[Data supplied]
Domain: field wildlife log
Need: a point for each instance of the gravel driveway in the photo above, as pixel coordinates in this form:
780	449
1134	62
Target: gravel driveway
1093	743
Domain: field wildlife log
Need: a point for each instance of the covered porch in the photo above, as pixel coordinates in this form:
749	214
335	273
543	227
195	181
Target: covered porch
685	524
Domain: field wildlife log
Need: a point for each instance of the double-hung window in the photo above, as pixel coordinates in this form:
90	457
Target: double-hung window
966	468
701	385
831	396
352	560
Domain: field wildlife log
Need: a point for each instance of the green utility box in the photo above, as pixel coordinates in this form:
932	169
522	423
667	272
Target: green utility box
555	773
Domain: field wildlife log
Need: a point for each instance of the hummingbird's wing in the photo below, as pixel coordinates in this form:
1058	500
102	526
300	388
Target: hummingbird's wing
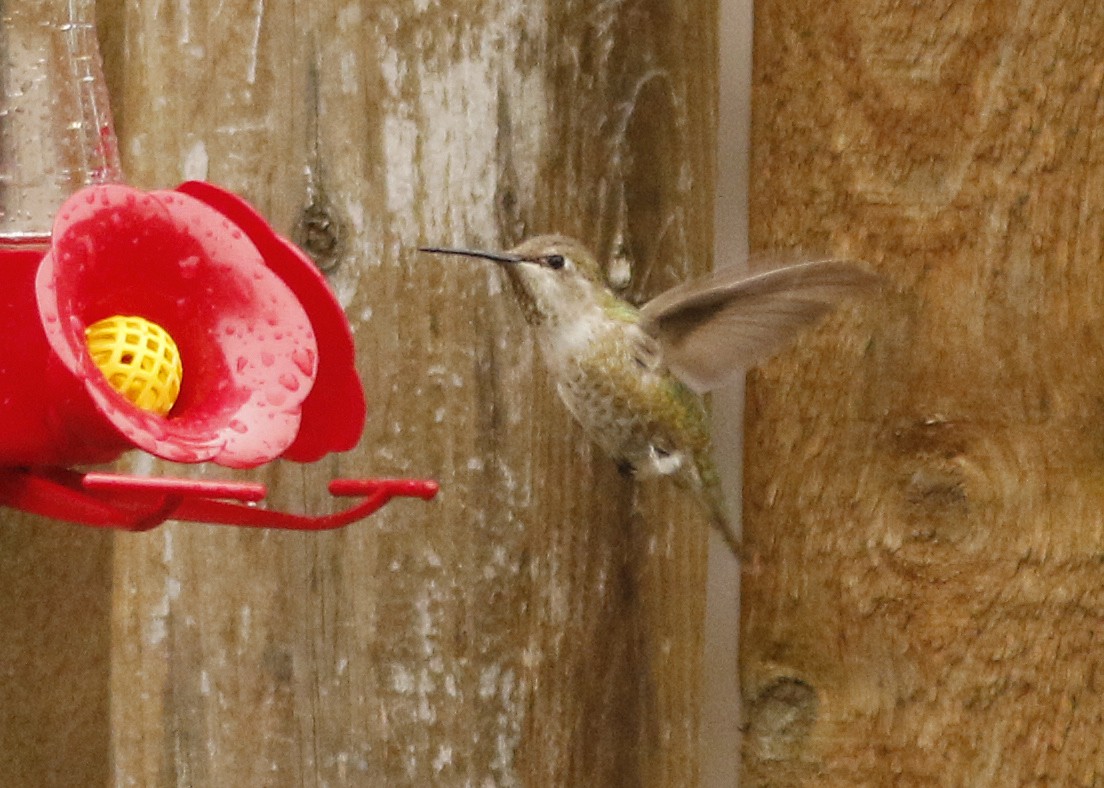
713	328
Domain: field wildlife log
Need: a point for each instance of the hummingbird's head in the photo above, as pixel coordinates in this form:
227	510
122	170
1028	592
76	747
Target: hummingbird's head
553	275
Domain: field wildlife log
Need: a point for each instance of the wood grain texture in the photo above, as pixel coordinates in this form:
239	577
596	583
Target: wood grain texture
923	597
540	624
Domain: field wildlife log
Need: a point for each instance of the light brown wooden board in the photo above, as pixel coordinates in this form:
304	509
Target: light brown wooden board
924	592
539	624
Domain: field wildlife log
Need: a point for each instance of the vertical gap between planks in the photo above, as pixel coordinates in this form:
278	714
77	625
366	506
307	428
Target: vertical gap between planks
721	714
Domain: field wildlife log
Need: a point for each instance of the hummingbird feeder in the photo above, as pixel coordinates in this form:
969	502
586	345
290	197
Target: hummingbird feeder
178	322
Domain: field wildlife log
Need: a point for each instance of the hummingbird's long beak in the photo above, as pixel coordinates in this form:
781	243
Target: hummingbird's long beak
497	256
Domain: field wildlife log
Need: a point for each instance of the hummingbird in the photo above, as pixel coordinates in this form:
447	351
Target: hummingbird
633	376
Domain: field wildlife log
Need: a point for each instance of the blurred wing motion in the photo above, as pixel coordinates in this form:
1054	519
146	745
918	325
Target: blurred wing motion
713	328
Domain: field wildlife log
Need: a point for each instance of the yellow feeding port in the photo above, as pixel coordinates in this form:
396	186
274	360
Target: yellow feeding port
139	359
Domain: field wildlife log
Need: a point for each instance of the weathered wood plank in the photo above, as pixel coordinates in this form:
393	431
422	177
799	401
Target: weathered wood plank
923	596
538	624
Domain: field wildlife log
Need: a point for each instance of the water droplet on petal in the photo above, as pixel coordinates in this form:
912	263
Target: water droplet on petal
289	382
305	360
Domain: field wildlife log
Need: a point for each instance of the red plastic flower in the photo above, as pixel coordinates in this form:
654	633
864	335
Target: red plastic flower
207	287
266	350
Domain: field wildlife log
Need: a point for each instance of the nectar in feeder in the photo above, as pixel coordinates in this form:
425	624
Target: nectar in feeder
139	359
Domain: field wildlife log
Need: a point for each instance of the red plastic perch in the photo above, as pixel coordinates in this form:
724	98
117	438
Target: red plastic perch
139	503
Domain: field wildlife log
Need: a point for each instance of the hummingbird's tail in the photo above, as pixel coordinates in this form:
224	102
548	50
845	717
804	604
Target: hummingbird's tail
718	509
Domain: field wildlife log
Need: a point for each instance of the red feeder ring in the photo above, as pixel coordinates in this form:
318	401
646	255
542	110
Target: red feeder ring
267	358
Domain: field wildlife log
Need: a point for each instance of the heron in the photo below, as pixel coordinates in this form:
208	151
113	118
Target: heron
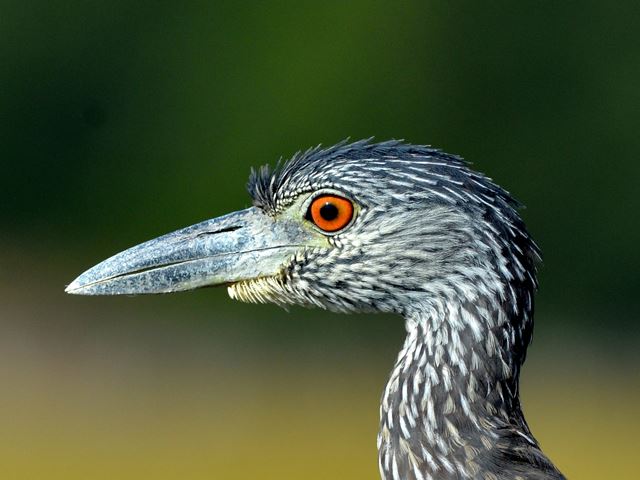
383	227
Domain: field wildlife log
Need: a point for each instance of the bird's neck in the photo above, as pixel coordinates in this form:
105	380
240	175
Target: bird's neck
452	391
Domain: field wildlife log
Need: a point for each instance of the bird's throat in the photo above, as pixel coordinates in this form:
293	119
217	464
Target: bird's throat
452	389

[Work to be completed]
Repeat the records above exactly, omitting every picture.

[Worked answer]
Domain: field wildlife log
Need: a point for each instance of the gravel driveway in the photo above, as pixel coordinates in this form:
780	449
1134	62
Target: gravel driveway
1093	743
Domain: field wildlife log
Need: a point for each instance of the covered porch in the photo above, as pixel coordinates in this form:
749	214
335	273
543	227
195	181
Target: covered porch
685	524
Domain: field wildlife log
Need: a point for each instance of the double-hung window in the photo above, as pixel coordinates in this form:
90	457
Target: double-hung window
966	468
701	385
831	396
352	560
Domain: field wildlife log
Need: a point for each instance of the green utility box in the photo above, as pixel coordinates in this form:
932	169
522	423
667	272
Target: green utility box
555	773
Domain: field wildlife log
Need: a point for each instance of the hummingbird's wing in the photo below, as pixel coordinates in this form:
1058	500
102	526
300	388
Target: hummingbird's wing
713	328
Domain: field wildlife log
Need: a point for each instance of the hummingbird's head in the photo above, as pixel coordinates in this form:
227	510
122	170
1028	592
76	747
Target: hummingbird's head
553	275
Domain: field wildlife log
Need: a point for each instance of the wood grain texture in the photo above, as pixel coordinates in this form:
239	577
596	583
Target: wood grain texture
923	597
540	624
Domain: field wildlife log
Need: a point for each instance of the light brown wooden board in the photo above, as pixel coordinates in this form:
304	509
Target: light brown wooden board
924	592
539	624
Domain: field wildlife log
Need: a point for each instance of the vertical gap between planks in the photo above, as pixel coordinates in this form:
278	714
77	625
366	506
307	428
Target: vertical gap between planks
721	714
Domain: field wildlife log
Need: a point for each instance of the hummingbird feeder in the photo above, as pixel coordinates in this form:
969	502
586	345
290	197
Target: hummingbird feeder
178	322
Domain: field wildlife log
Need: a point for each instance of the hummingbird's long beak in the photo above, as pixel coordinates in this form:
781	243
Target: hummingbird's long beak
497	256
Domain: field wildlife log
Need: a point for each instance of the hummingbird in the photo above, as pixel coordinates in this form:
447	351
Target: hummingbird
633	376
Domain: field wildlife log
Need: a point for each instance of the blurred wing motion in the photo above, as pixel coordinates in this form:
1054	519
146	745
918	325
Target: blurred wing motion
713	328
Domain: field wildlife log
Need: a point for each instance of the yellow feeding port in the photo above, as pixel coordinates in this form:
396	186
274	360
Target: yellow feeding port
139	359
Domain: field wildlife log
Need: a point for each instance of the weathered wood plank in the photo above, as pixel coordinates in this form:
393	431
422	177
799	401
Target: weathered wood plank
923	596
538	624
Domain: field wildlife log
Need: a point for each instance of the water droplet on petal in the photo above, as pixel coordinates in this form:
912	263
Target: water droplet on petal
289	382
305	360
Domain: field wildlife log
Need: a point for each instance of the red plastic flower in the photo above, as pixel coordinates in this form:
654	633
864	335
Target: red plastic flower
207	287
266	350
Domain: field wildlife log
Need: a point for each instance of the nectar in feeder in the photo above, as pixel coordinates in this form:
425	624
Target: nectar in feeder
139	359
Domain: field wildlife log
Need: a point for each instance of the red plastic perch in the photo above, as pixel coordinates in this form:
724	98
117	438
Target: red plastic perch
139	503
Domain: field wildlife log
Need: a point for each instance of the hummingbird's tail in the photo above, as pixel coordinates in this form:
224	102
548	50
845	717
804	604
Target: hummingbird's tail
718	509
Domain: field wildlife log
Need: a point for each instance of the red feeder ring in the photo above, as pixel coordinates in this form:
318	401
646	255
542	110
Target: red feeder ring
267	358
Domain: field wildlife log
Need: a point for each instance of the heron in the photo below, as pixel coordinates in this form:
208	151
113	118
Target: heron
383	227
Domain: field wildlife log
Need: a point for each instance of the bird's neck in the photo above, as pixel coordinates in this form:
105	380
240	175
Target: bird's neck
452	391
Domain: field wildlife log
Need: a point for each instance of the bird's throat in the photo above, as pixel coordinates in this form:
293	119
217	464
Target: bird's throat
452	389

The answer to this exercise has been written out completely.